TEXT PROVIDED —
---------------
# PVC Gas Pipe from 1980's?



## CallMeVilla (Mar 22, 2014)

Have encountered a big surprise.  Yellow gas pipe (1 1/4") supplying natural gas to a pool heater and an inside gas log fireplace ... with WHITE PVC for the 90 degree El's and unions glued with blue glue.

Are you a master plumber from the 1980's?  I understand this was done before the invention of HDPE yellow pipe with fusion fittings and stab connectors.

This old pipe may have been lined with PVC which would not allow gas to leak through the lining.  I am told the old pipe, fittings and glue are hard to source.  Know anyone who has it?

I need to transition from the old pipe to the new HDPE  ...

OR, abandon the old line entirely and re-pipe back to the main with modern yellow gas pipe.

Your thoughts??


----------



## Wuzzat? (Mar 23, 2014)

CallMeVilla said:


> I am told the old pipe, fittings and glue are hard to source.  Know anyone who has it?
> 
> I need to transition from the old pipe to the new HDPE  ...
> OR, abandon the old line entirely and re-pipe back to the main with modern yellow gas pipe.


How much is your search time worth for the old pipe, etc.?  Decide this ahead of time.  

How likely is it that you or anyone else will ever find the old supplies?

What percent of piping would need to be replaced for you to be on the fence for transitioning or replace-entirely?  

If you transition, what will future contractors say about you?  Do you care?

How does each option stack up as to the Due Diligence and Duty of Care standards?

Will the transitioning last longer due to older stuff being more reliable (if it is)?

I think just answering these questions will show Due Diligence.


----------



## nealtw (Mar 23, 2014)

When in doubt call the gas supplier.


----------



## CallMeVilla (Mar 24, 2014)

Best to rip out the outdated pipe and re-pipe with latest technology.  Faster, more cost effective, makes client happy.


----------



## Wuzzat? (Mar 24, 2014)

CallMeVilla said:


> Best to rip out the outdated pipe and re-pipe with latest technology.  Faster, more cost effective, makes client happy.


New question: will the HO feel safe with your installation?  Is it actually safe?  
Hopefully the HO's perception is somewhat in line with the reality.


----------



## nealtw (Mar 24, 2014)

There you go Villa; your abbility has been officially questioned.


----------



## CallMeVilla (Mar 24, 2014)
---------------
DATA EXCERPT —
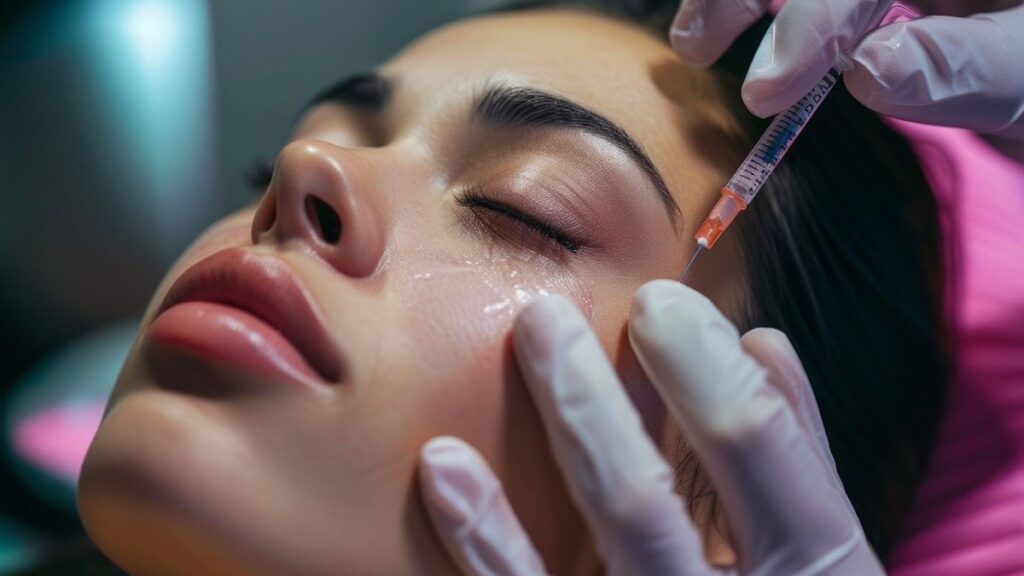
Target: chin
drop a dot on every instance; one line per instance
(173, 485)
---------------
GIVEN REQUEST A — In the gas pipe thread, what color was the PVC used for the 90-degree elbows and unions?
GIVEN REQUEST B — What reasons does CallMeVilla give in the gas pipe thread for ripping out the outdated pipe and re-piping? List every one.
GIVEN REQUEST C — Continue the gas pipe thread from its last entry.

TASK RESPONSE A — White.

TASK RESPONSE B —
- Faster
- More cost effective
- Makes the client happy

TASK RESPONSE C —
Well, Wuzzat is hardly a threat ... but the HO and I are working very closely on this.  Turns out there IS a transition fitting which allows you to connect old PVC and new HDPE.  Most plumbers do not even know it exists.  Most plumbers would rather rip out the millions of feet of old PVC!

Here is the fitting and it is Code approved for this use.
http://www.conind.com/docs/librariesprovider6/Literature-docs/pvc-scope-flyer.pdf?sfvrsn=2

After all this thinking and researching, it seems we have a simple and safe solution.  As expected, the PVC line transitions into a hard pipe line coming out of the ground.  This pipe turns into the house as a supply line.

What we did was to cut the metal pipe and install a metal t-fitting above ground.  One leg carried gas into the house.  The other leg, with a new ball valve, connects to the metal transition riser which went back underground and connected to the new HDPE plastic pipe for the new extension.

Problem solved in the safest possible manner.  PVC piping was left undisturbed.  All other solutions were either against code or massively expensive.

HO is buying me steak & lobster with a nice Merlot ...


----------



## Wuzzat? (Mar 25, 2014)

After reading this thread I'd say you have certainly done Due Diligence!  

And if you read the patents that are cited in your link, they will say what was wrong with all the previous products that tried to address this problem.

I guess the safety of various fixes and products can be judged by the number of lawsuits, at least in the litigious U.S.
Problem is, any product or company that's been around long enough will eventually get sued, so what is the 'base rate'?
There was a fuss about a Tesla vehicle catching fire but it turns out that 1 fire per year per 800 vehicles in the U.S. is 'normal' (the base rate) so with 25,000 Teslas on the road they could have ~30 fires per year and still be 'OK'.
And it was just this kind of ratio and proportion reasoning that got me illegally forced out of my guv job; they thought I was a whistleblower.  And I guess I am!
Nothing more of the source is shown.